### WHAT NEEDS TO BE DONE
The entries are to be output word for word, with the pictures omitted.

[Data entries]
***
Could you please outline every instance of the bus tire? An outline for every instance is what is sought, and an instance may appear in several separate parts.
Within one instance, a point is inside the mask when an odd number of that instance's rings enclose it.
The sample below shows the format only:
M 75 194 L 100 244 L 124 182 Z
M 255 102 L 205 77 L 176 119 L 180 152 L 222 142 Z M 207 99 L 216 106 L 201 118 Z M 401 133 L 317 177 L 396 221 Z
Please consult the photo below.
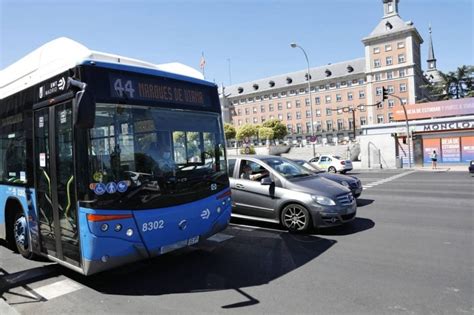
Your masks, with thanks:
M 30 249 L 30 232 L 28 230 L 28 222 L 21 208 L 15 213 L 14 220 L 12 221 L 11 231 L 13 232 L 13 242 L 18 253 L 27 259 L 33 259 L 35 255 Z

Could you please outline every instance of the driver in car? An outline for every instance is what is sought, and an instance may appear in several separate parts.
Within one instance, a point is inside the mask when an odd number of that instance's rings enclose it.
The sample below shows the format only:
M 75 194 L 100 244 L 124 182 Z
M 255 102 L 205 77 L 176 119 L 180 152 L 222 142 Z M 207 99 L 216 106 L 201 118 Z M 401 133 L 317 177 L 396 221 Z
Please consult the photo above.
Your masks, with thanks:
M 266 170 L 262 173 L 252 174 L 252 168 L 249 165 L 244 165 L 243 171 L 244 172 L 242 173 L 242 175 L 240 175 L 240 178 L 242 179 L 258 181 L 261 178 L 268 176 L 268 171 Z

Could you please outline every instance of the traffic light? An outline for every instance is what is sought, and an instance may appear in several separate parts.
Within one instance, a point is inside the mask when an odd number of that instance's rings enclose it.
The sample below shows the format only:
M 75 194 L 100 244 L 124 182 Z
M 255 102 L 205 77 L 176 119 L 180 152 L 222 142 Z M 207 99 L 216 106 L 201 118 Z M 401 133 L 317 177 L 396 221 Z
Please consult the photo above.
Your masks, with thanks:
M 388 99 L 388 89 L 382 86 L 382 102 Z

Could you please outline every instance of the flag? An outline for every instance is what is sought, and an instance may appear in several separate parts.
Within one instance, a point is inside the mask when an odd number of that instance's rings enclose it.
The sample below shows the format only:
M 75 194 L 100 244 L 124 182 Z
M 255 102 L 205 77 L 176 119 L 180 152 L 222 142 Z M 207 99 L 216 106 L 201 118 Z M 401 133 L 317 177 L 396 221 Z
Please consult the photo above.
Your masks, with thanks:
M 206 59 L 204 59 L 204 53 L 201 55 L 201 62 L 199 62 L 199 68 L 204 70 L 204 66 L 206 66 Z

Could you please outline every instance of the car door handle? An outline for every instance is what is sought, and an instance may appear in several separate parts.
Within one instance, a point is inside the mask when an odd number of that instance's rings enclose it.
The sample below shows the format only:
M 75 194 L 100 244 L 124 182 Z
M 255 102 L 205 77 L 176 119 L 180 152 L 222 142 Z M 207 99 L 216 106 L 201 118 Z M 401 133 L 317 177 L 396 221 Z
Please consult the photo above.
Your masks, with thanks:
M 242 184 L 235 184 L 235 188 L 244 189 L 245 186 Z

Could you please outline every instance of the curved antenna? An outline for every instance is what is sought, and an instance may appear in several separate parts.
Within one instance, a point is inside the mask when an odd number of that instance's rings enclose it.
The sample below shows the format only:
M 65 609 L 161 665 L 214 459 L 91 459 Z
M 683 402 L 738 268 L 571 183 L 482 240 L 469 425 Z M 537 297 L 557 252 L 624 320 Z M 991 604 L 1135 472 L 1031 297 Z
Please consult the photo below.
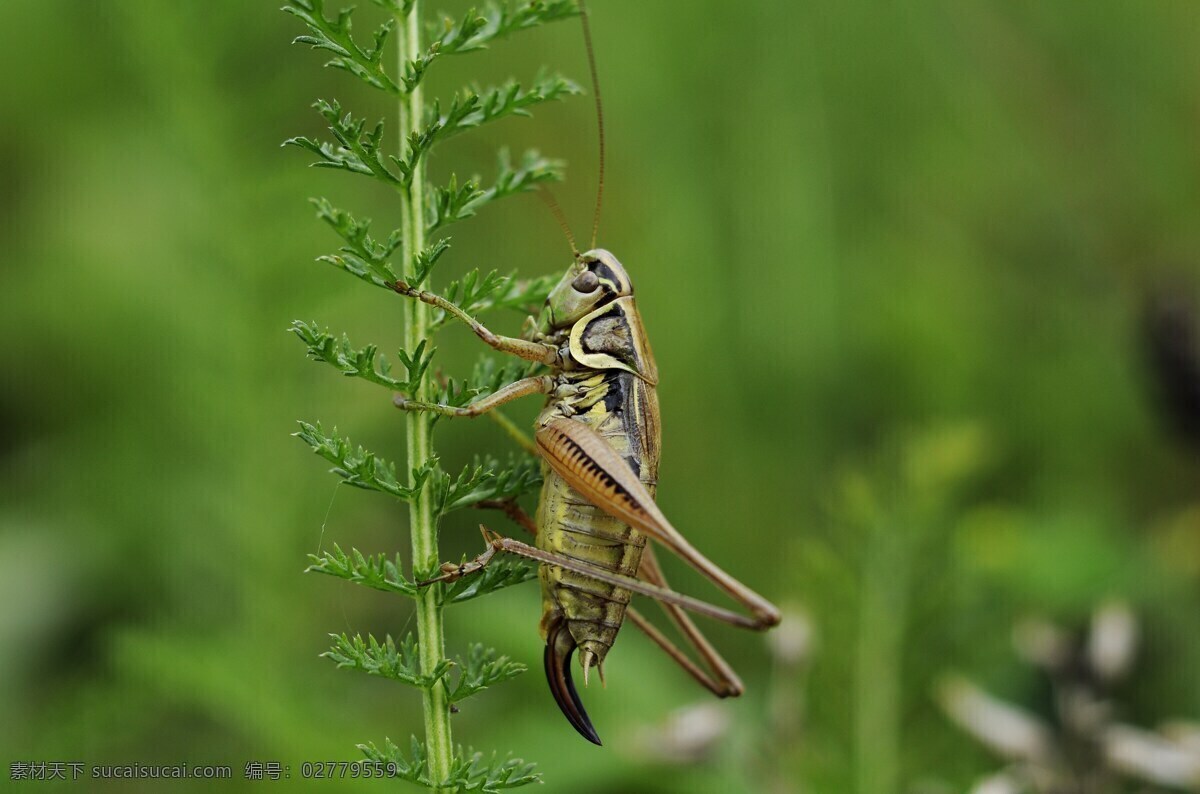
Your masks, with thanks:
M 587 46 L 588 69 L 592 73 L 592 94 L 596 97 L 596 127 L 600 133 L 600 176 L 596 184 L 596 212 L 592 216 L 592 248 L 600 230 L 600 205 L 604 200 L 604 105 L 600 101 L 600 78 L 596 75 L 596 53 L 592 50 L 592 30 L 588 23 L 587 4 L 579 0 L 579 19 L 583 23 L 583 42 Z
M 563 214 L 562 207 L 558 206 L 558 202 L 554 199 L 554 194 L 550 192 L 550 188 L 545 184 L 538 185 L 538 197 L 545 202 L 550 208 L 550 212 L 554 215 L 554 220 L 558 221 L 558 225 L 562 227 L 563 234 L 567 236 L 567 242 L 571 245 L 571 253 L 576 259 L 579 258 L 579 248 L 575 245 L 575 235 L 571 234 L 571 227 L 567 223 L 567 216 Z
***
### REPLY TO THE TASK
Could you please outline every instance of the bus tire? An outline for every instance is what is sought, and an instance may appear in several separate parts.
Within one instance, a point is inside the mask when an odd number of that instance's rings enclose it.
The sample below shows the format only:
M 75 194 L 100 244 L 124 182 Z
M 255 102 L 205 77 L 176 119 L 180 152 L 222 142 Z M 207 99 L 216 106 L 201 118 Z M 401 133 L 317 177 L 396 221 Z
Please consult the photo below.
Your masks, with thanks:
M 30 249 L 30 232 L 28 230 L 28 222 L 21 208 L 15 213 L 14 220 L 12 221 L 11 231 L 13 232 L 13 242 L 18 253 L 27 259 L 33 259 L 35 255 Z

Could you please outline every instance of the driver in car? An outline for every instance is what is sought, and an instance may appear in several separate parts.
Within one instance, a point is inside the mask when an odd number of that instance's rings enclose it.
The sample below shows the format only:
M 75 194 L 100 244 L 124 182 Z
M 255 102 L 205 77 L 176 119 L 180 152 L 222 142 Z M 207 99 L 216 106 L 201 118 Z M 401 133 L 317 177 L 396 221 Z
Please consult the photo above.
Your masks, with thanks:
M 266 170 L 262 173 L 252 174 L 252 168 L 249 165 L 244 165 L 243 171 L 244 172 L 242 173 L 242 175 L 240 175 L 240 178 L 242 179 L 258 181 L 261 178 L 268 176 L 268 171 Z

Could you please outline every instance of the traffic light? An outline for every instance is what is sought, and an instance may appear in several separate parts.
Within one instance, a point is inside the mask when an odd number of that instance's rings enclose it.
The sample below shows the format only:
M 75 194 L 100 244 L 124 182 Z
M 255 102 L 205 77 L 176 119 L 180 152 L 222 142 Z M 207 99 L 216 106 L 201 118 Z M 401 133 L 317 177 L 396 221 Z
Please consult the photo above.
Your masks, with thanks:
M 388 99 L 388 89 L 382 86 L 382 102 Z

Could you please outline every instance of the flag? An outline for every instance is what is sought, and an instance may appear in several separate parts.
Within one instance, a point is inside the mask when an odd number of that instance's rings enclose it.
The sample below shows the format only:
M 75 194 L 100 244 L 124 182 Z
M 255 102 L 205 77 L 176 119 L 180 152 L 222 142 Z M 207 99 L 216 106 L 201 118 Z M 401 133 L 317 177 L 396 221 Z
Please consult the photo above.
Your masks, with thanks:
M 206 59 L 204 59 L 204 53 L 201 55 L 201 62 L 199 62 L 199 68 L 204 70 L 204 66 L 206 66 Z

Could you please outline every instance of the car door handle? An outline for every instance is what is sought, and an instance may appear in several separate parts.
Within one instance, a point is inside the mask when an odd number of that instance's rings enclose it.
The sample below shows the format only:
M 75 194 L 100 244 L 124 182 Z
M 255 102 L 205 77 L 176 119 L 180 152 L 222 142 Z M 207 99 L 216 106 L 201 118 Z M 401 133 L 317 177 L 396 221 Z
Please consult the photo above.
Your masks, with thanks:
M 242 184 L 235 184 L 235 188 L 244 189 L 245 186 Z

Could you please outline every instance of the curved antenna? An outline for every instance is what is sought, and an instance may appear in several separate parts.
Within one instance, a point is inside the mask when an odd number of that instance's rings enclose it.
The sample below shows the format only:
M 65 609 L 161 665 L 214 459 L 91 459 Z
M 683 402 L 738 268 L 571 183 L 482 240 L 469 425 Z M 537 297 L 557 252 L 624 320 Z M 991 604 L 1135 472 L 1031 297 Z
Please consult the photo below.
Your masks, with thanks:
M 587 46 L 588 69 L 592 73 L 592 94 L 596 97 L 596 127 L 600 133 L 600 176 L 596 184 L 596 212 L 592 216 L 592 248 L 600 230 L 600 205 L 604 200 L 604 105 L 600 101 L 600 78 L 596 75 L 596 53 L 592 50 L 592 30 L 588 23 L 587 4 L 579 0 L 579 19 L 583 23 L 583 42 Z
M 563 214 L 562 207 L 558 206 L 558 202 L 554 199 L 554 194 L 550 192 L 550 188 L 545 184 L 538 185 L 538 197 L 545 202 L 550 208 L 550 212 L 554 215 L 554 220 L 558 221 L 558 225 L 562 227 L 563 234 L 567 236 L 567 242 L 571 245 L 571 253 L 576 259 L 579 258 L 579 248 L 575 245 L 575 235 L 571 234 L 571 227 L 567 223 L 567 216 Z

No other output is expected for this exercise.